## Listing
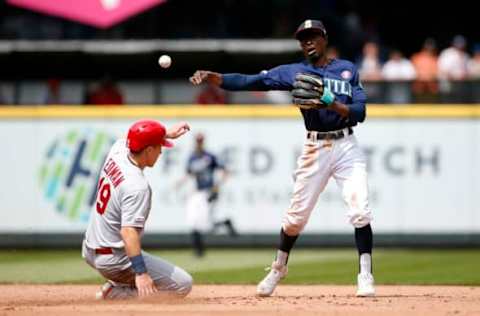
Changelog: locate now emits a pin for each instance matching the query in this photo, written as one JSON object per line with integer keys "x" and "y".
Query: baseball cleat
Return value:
{"x": 365, "y": 285}
{"x": 268, "y": 284}
{"x": 104, "y": 292}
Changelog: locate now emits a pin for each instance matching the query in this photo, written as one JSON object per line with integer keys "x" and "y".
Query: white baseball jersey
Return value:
{"x": 123, "y": 199}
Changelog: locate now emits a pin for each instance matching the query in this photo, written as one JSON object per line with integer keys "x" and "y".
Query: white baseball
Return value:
{"x": 164, "y": 61}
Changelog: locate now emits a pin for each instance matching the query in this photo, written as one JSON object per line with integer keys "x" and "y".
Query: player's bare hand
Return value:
{"x": 145, "y": 285}
{"x": 201, "y": 76}
{"x": 178, "y": 130}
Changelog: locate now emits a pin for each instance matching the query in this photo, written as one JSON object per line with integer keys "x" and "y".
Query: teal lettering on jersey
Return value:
{"x": 338, "y": 86}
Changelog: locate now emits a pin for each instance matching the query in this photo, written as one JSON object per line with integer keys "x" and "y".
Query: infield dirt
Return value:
{"x": 70, "y": 300}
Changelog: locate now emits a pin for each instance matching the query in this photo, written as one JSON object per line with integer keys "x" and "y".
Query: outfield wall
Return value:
{"x": 422, "y": 162}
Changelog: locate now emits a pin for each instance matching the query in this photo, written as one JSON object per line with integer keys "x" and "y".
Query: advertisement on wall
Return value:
{"x": 423, "y": 176}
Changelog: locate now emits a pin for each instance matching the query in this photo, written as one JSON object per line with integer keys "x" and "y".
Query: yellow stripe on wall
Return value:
{"x": 227, "y": 111}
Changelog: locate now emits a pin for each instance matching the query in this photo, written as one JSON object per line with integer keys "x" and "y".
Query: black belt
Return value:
{"x": 104, "y": 251}
{"x": 315, "y": 136}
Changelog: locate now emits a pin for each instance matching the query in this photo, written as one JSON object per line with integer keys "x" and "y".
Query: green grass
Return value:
{"x": 306, "y": 266}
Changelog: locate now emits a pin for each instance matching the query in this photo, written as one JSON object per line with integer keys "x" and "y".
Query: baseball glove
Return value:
{"x": 310, "y": 93}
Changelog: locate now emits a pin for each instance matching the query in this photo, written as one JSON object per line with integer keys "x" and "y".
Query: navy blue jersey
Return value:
{"x": 202, "y": 166}
{"x": 341, "y": 76}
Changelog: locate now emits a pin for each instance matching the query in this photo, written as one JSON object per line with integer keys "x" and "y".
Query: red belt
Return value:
{"x": 103, "y": 251}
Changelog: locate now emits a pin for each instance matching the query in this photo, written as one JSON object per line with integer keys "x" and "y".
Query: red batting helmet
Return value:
{"x": 145, "y": 133}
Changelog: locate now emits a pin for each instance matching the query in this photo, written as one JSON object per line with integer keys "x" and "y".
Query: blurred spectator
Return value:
{"x": 211, "y": 94}
{"x": 53, "y": 92}
{"x": 453, "y": 67}
{"x": 400, "y": 71}
{"x": 474, "y": 73}
{"x": 398, "y": 68}
{"x": 332, "y": 52}
{"x": 106, "y": 93}
{"x": 370, "y": 69}
{"x": 426, "y": 67}
{"x": 474, "y": 63}
{"x": 452, "y": 62}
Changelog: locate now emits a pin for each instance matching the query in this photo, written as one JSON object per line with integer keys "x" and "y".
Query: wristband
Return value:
{"x": 138, "y": 265}
{"x": 328, "y": 97}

## Your instructions
Pick out every line in the records above that contains the word "baseball", and copy each of those lines in full. Case counts, so only matches with the same capitalization qualify.

## Answer to the task
Query: baseball cleat
Query: white baseball jersey
Query: white baseball
Query: baseball glove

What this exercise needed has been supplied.